> **DIRECTIVE 1**:
Based on the desert passage, decide whether each statement agrees with it. Answer yes or no for each, and quote the words of the passage that decide it.
(a) Truth lies at the bottom of a well.
(b) Deserts are equal to the mountains in beauty and weirdness.
(c) The Lake of Bourget is given as a place whose beauty is not disproved by one man's failure to see it.

> **DOCUMENT TEXT**:

[Start]

The Desert

OPINIONS are frequently so hastily formed, and conclusions are so often erroneous, that they need not be taken too seriously into account. One may believe that the earth is borne upon the back of a turtle, or that God will punish his creatures for performing the acts that he caused them to perform; yet these beliefs will not alter the real truth of the matter. Truth is not lying at the bottom of a well, but is all about the world, on the sea, in counting houses, in workshops, and in temples. That it is often not recognized makes no difference with the fact that its presence is universal. Yet even truth may seem to be a variable thing, in accordance with conditions. To a monk, withdrawal from the world and the practice in the sternest way of abstinence and continence may represent the requirements of truth, but that seeming of truth to him does not make it truth to others. So it is with people, and landscapes, and places. The fact that a given man can see no beauty away from Piccadilly or the Bois de Boulogne does not disprove the beauty of the Lake of Bourget or the Valley of Apam. Because deserts, to most people, are places of desolation that they like to shut out of their sight if they can, and out of their memories when they have once passed over them and are safely in the green valleys or the fertile flat lands, it is none the less true that they are among the most interesting places upon the face of the earth. Deserts are equal to the sea in the ideas they give of extent, solitude, and infinity, and equal to the mountains in beauty and weirdness. One of their chiefest beauties is that they are far from the throngs and crowds of tired, nervous, disappointed, and envious men and women, who occupy much of the nearer landscape in inhabited places.

[End]

> **DIRECTIVE 2**: Arrange the data items below as a numbered list. Begin at the start of the entries and stop after the line that contains "(1047, 712)", including both ends. Omit the pictures and any blank lines.

Data items:
[Start]

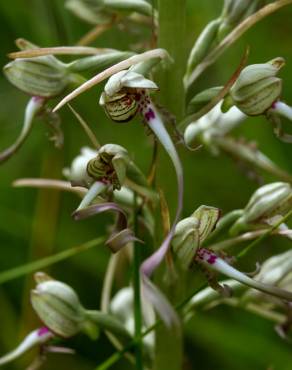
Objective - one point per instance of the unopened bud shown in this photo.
(58, 306)
(257, 87)
(268, 201)
(234, 12)
(43, 76)
(191, 232)
(119, 98)
(203, 44)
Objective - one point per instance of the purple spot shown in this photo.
(43, 331)
(149, 115)
(212, 259)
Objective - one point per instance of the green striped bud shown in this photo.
(58, 306)
(40, 76)
(110, 165)
(191, 232)
(268, 201)
(257, 88)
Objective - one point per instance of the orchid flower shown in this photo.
(125, 95)
(214, 263)
(38, 73)
(59, 307)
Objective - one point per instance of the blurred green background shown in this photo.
(35, 223)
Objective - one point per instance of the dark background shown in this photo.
(35, 223)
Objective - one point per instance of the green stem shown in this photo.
(137, 293)
(171, 36)
(108, 322)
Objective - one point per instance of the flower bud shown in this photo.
(89, 11)
(212, 125)
(191, 232)
(102, 12)
(268, 201)
(77, 173)
(43, 76)
(119, 98)
(233, 13)
(257, 87)
(109, 165)
(58, 306)
(203, 44)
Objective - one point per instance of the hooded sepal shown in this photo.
(37, 337)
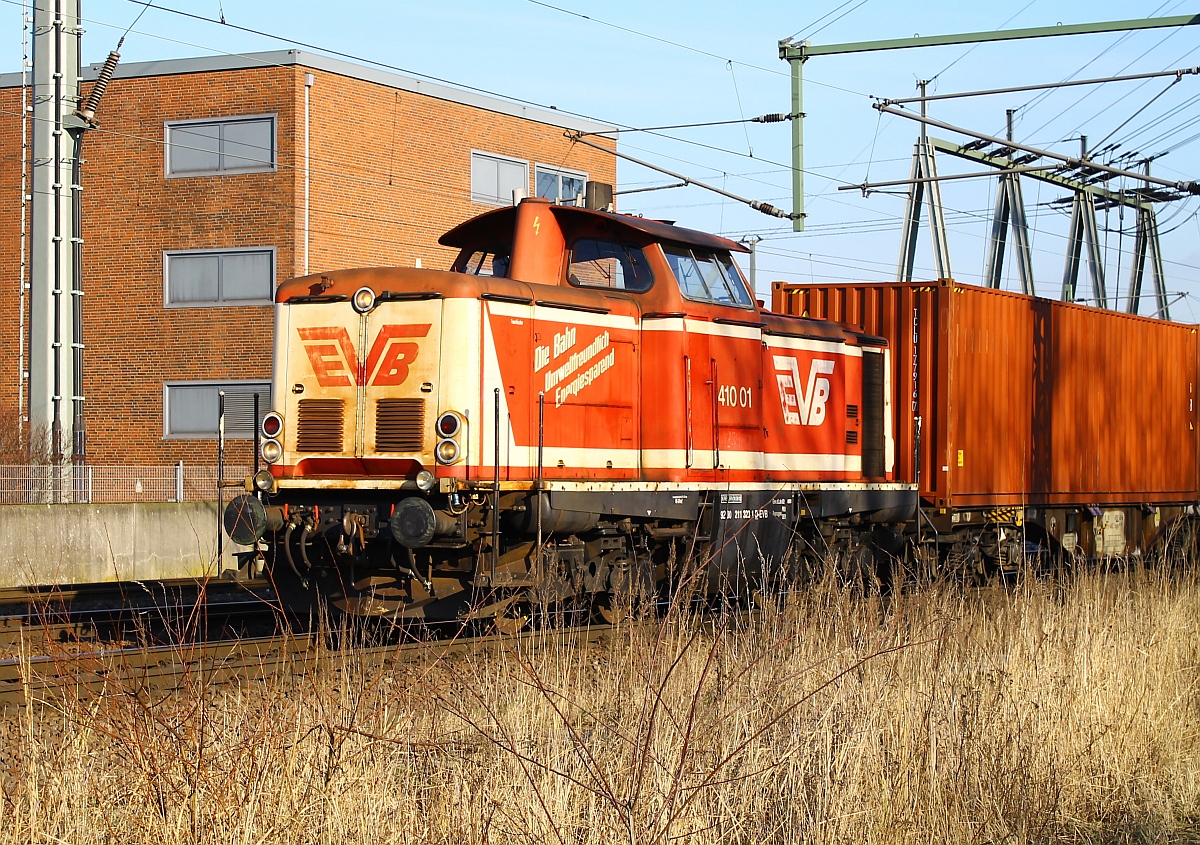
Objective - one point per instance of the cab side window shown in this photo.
(707, 276)
(493, 262)
(609, 264)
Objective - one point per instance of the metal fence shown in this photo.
(84, 484)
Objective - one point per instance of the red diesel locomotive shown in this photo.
(581, 405)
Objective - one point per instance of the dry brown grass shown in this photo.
(1047, 712)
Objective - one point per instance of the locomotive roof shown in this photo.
(495, 227)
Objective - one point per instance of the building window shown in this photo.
(227, 145)
(495, 178)
(190, 408)
(219, 277)
(556, 184)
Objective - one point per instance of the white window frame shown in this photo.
(558, 172)
(480, 199)
(167, 435)
(229, 119)
(217, 304)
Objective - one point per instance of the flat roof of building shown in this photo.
(316, 61)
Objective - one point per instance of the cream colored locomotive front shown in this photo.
(377, 391)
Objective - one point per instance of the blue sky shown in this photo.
(616, 65)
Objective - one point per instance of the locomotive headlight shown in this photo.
(364, 300)
(273, 424)
(270, 450)
(449, 424)
(447, 451)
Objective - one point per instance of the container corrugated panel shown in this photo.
(1024, 400)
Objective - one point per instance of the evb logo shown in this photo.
(801, 406)
(336, 363)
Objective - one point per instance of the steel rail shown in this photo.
(52, 679)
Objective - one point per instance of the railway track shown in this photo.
(143, 612)
(54, 679)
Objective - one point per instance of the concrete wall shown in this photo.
(89, 543)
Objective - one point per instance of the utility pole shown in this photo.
(55, 393)
(924, 178)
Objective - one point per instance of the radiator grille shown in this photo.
(319, 426)
(400, 424)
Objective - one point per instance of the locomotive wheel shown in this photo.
(510, 622)
(611, 610)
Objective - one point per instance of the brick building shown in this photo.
(209, 180)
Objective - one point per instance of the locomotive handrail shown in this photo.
(408, 295)
(747, 323)
(319, 298)
(573, 306)
(803, 335)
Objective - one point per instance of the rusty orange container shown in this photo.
(1008, 400)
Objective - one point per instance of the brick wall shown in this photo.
(389, 172)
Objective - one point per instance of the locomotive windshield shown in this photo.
(707, 276)
(492, 262)
(609, 264)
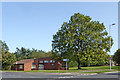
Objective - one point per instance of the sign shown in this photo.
(110, 58)
(66, 60)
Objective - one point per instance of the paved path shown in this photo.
(52, 75)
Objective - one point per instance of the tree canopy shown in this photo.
(81, 39)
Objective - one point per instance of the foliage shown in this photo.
(83, 40)
(116, 57)
(24, 53)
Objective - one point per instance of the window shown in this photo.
(63, 66)
(21, 66)
(58, 62)
(40, 61)
(33, 63)
(33, 66)
(45, 61)
(51, 61)
(53, 64)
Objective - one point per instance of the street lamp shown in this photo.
(16, 66)
(110, 41)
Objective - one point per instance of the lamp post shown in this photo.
(110, 42)
(16, 66)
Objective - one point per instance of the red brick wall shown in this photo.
(28, 66)
(18, 69)
(49, 66)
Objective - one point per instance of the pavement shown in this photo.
(58, 75)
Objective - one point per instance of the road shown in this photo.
(57, 75)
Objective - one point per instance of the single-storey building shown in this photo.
(46, 63)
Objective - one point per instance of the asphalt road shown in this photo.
(57, 75)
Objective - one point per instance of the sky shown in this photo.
(33, 24)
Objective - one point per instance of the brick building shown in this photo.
(46, 63)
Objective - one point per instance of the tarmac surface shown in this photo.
(57, 75)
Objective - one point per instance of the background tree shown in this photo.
(116, 57)
(81, 39)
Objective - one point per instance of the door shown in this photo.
(41, 66)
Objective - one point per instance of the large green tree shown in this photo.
(81, 39)
(116, 57)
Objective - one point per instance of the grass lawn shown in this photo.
(100, 69)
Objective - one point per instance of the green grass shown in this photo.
(96, 68)
(100, 69)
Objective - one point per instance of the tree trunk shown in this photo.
(79, 67)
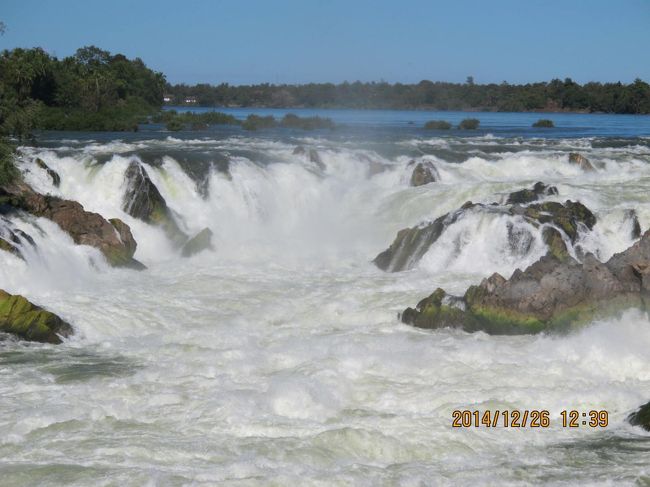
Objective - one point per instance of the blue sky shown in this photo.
(293, 41)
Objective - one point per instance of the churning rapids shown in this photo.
(278, 358)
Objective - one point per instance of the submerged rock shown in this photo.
(312, 155)
(200, 242)
(538, 191)
(641, 417)
(424, 173)
(411, 244)
(27, 321)
(12, 239)
(85, 228)
(142, 200)
(56, 179)
(582, 161)
(636, 226)
(550, 295)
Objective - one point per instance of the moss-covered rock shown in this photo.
(581, 161)
(56, 179)
(553, 294)
(142, 200)
(567, 216)
(641, 417)
(538, 191)
(85, 228)
(424, 173)
(29, 322)
(570, 217)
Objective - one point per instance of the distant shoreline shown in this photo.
(417, 109)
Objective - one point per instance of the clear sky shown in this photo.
(297, 41)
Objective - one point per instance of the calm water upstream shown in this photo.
(278, 358)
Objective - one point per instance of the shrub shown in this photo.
(544, 123)
(437, 125)
(291, 120)
(8, 171)
(469, 124)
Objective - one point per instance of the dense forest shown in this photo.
(92, 90)
(553, 96)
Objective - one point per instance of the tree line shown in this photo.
(91, 90)
(554, 96)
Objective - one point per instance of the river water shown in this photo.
(278, 358)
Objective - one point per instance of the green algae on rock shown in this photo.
(553, 294)
(29, 322)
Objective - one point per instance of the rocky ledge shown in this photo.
(560, 222)
(29, 322)
(113, 238)
(551, 295)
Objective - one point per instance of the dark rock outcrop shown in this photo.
(641, 417)
(312, 155)
(56, 179)
(12, 239)
(27, 321)
(142, 200)
(550, 295)
(411, 244)
(538, 191)
(582, 161)
(636, 226)
(424, 173)
(85, 228)
(200, 242)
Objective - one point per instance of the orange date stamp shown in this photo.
(527, 418)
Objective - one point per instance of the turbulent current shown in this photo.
(278, 358)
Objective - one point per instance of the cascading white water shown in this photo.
(278, 355)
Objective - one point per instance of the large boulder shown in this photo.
(311, 154)
(641, 417)
(581, 161)
(538, 191)
(85, 228)
(424, 173)
(13, 239)
(411, 244)
(29, 322)
(142, 200)
(54, 176)
(550, 295)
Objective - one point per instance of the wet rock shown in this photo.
(636, 226)
(142, 200)
(550, 295)
(200, 242)
(312, 155)
(538, 191)
(582, 161)
(13, 239)
(56, 179)
(85, 228)
(556, 245)
(411, 244)
(29, 322)
(641, 417)
(424, 173)
(569, 216)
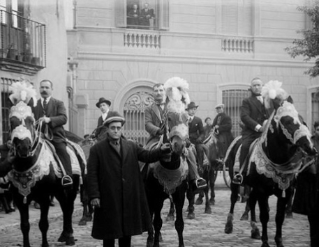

[End]

> **TASK OUTPUT 1**:
(a) No: "Truth is not lying at the bottom of a well, but is all about the world"
(b) Yes: "equal to the mountains in beauty and weirdness"
(c) Yes: "does not disprove the beauty of the Lake of Bourget or the Valley of Apam"

> **TASK OUTPUT 2**:
1. Objective - one point per instance of the unopened bud shown in this photo.
2. (58, 306)
3. (257, 87)
4. (268, 201)
5. (234, 12)
6. (43, 76)
7. (191, 232)
8. (119, 98)
9. (203, 44)
10. Objective - one point per instance of the purple spot shown in this photo.
11. (43, 331)
12. (149, 115)
13. (212, 259)
14. Objective - one point per instance of the green striped bud shown in this photo.
15. (58, 306)
16. (40, 76)
17. (110, 165)
18. (191, 232)
19. (268, 201)
20. (257, 88)
21. Objective - one point per instance of the orchid flower shown in this photo.
22. (125, 95)
23. (214, 263)
24. (38, 73)
25. (59, 307)
26. Objective - one point per instance of the blurred green background shown in this photo.
27. (35, 223)
28. Objective - one point per instance of the dark background shown in this photo.
29. (35, 223)
30. Objective - one point per instance of the green stem shown in this photo.
31. (137, 293)
32. (171, 36)
33. (108, 322)
34. Objective - one point per instance of the flower bud shown in this photo.
35. (89, 11)
36. (212, 125)
37. (191, 232)
38. (102, 12)
39. (268, 201)
40. (77, 173)
41. (43, 76)
42. (119, 98)
43. (233, 13)
44. (257, 87)
45. (109, 165)
46. (58, 306)
47. (203, 44)
48. Objective - one point per instance of the hooded sepal shown in this photo.
49. (37, 337)
50. Objective - one point per instance of the cab side window shown in this photo.
51. (707, 276)
52. (493, 262)
53. (609, 264)
54. Objective - one point per instance of the metal fence shown in this photo.
55. (84, 484)
56. Objective - one point per instance of the red diesel locomotive shown in this photo.
57. (581, 405)
58. Objective - one point per instance of the dry brown grass shown in this photo.
59. (1047, 712)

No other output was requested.